| Task instructions |
1. Update the part of the interview excerpt on patents and the FTC that opens with the words containing "The first problem" and closes with "can’t prejudge that.", replacing "harmed" with "damaged".
2. Decide whether each statement agrees with the interview excerpt on patents and the FTC. Answer yes or no for each, and quote the deciding words. (a) The FTC's tools can be used only after competition has been harmed. (b) The Takings Clause is found in the First Amendment. (c) Preventing a patent lawsuit interferes with free speech rights in every case.

| Excerpted passage |
--- START ---

Nelson: It will be interesting to see exactly what the legislative proposal will say. Right now, it’s a bit unclear.

The first problem that we’re seeing, is that the FTC has the tools to act, but these tools can only be used after the fact, or after competition has been harmed.

Problem 2 then becomes, if we try to do something before the competition is harmed (or to prevent this harm) and we allow some patents to be asserted, we will be getting into constitutional concerns. If you bring lawsuits based on patents, is that a violation of Takings Clause? [Editor’s Note: The Takings Clause is found in the Fifth Amendment of the Constitution, and prohibits the government from taking personal property without just compensation.] A product may be protected by subsequent, legitimate patents; we can’t prejudge that.

The Constitution prohibits the government, at least right now, from saying that “you cannot assert these patents.” That also relates to a petitioning or free speech issue. If I file a lawsuit because I have a patent, and the FTC says I can’t file that lawsuit, does that interfere with my free speech rights? The answer is yes, unless your lawsuit was objectively and subjectively baseless.

--- END ---

[Natural language descriptions of regions]
--- START ---

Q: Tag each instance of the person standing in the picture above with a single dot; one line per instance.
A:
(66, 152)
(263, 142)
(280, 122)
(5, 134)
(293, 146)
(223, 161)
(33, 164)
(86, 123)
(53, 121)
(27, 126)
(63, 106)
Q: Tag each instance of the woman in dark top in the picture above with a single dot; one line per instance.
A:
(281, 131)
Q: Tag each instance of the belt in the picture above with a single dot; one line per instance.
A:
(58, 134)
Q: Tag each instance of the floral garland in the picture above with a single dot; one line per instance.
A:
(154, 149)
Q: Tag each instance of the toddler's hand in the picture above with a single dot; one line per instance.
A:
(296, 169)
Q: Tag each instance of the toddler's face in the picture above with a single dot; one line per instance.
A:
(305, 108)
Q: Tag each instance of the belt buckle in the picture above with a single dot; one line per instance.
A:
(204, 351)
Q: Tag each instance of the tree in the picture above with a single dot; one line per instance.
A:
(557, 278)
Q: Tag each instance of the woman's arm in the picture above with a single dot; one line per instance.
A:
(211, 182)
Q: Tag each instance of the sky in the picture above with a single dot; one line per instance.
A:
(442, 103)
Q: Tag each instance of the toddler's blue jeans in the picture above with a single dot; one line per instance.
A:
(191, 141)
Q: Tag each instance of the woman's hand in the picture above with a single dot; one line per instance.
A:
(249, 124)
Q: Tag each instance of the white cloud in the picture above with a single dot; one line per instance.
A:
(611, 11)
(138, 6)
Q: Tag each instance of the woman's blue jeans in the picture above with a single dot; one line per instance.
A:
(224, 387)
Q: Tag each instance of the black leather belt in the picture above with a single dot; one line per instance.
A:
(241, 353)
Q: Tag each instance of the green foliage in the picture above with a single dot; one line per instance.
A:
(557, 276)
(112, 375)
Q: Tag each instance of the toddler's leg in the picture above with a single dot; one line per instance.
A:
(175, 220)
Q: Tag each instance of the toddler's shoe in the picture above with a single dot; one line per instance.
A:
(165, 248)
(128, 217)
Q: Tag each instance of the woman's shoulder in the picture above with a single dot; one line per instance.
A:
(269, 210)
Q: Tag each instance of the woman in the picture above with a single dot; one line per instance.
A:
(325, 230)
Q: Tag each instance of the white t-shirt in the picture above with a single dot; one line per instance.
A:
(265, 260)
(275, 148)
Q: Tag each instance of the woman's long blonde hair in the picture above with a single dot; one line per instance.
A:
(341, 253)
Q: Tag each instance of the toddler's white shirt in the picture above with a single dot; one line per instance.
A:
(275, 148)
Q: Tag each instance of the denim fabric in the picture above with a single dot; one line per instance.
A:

--- END ---

| Solutions in order |
1.
The first problem that we’re seeing, is that the FTC has the tools to act, but these tools can only be used after the fact, or after competition has been damaged.

Problem 2 then becomes, if we try to do something before the competition is damaged (or to prevent this harm) and we allow some patents to be asserted, we will be getting into constitutional concerns. If you bring lawsuits based on patents, is that a violation of Takings Clause? [Editor’s Note: The Takings Clause is found in the Fifth Amendment of the Constitution, and prohibits the government from taking personal property without just compensation.] A product may be protected by subsequent, legitimate patents; we can’t prejudge that.

2.
(a) Yes: "these tools can only be used after the fact, or after competition has been harmed."
(b) No: "The Takings Clause is found in the Fifth Amendment of the Constitution."
(c) No: "The answer is yes, unless your lawsuit was objectively and subjectively baseless."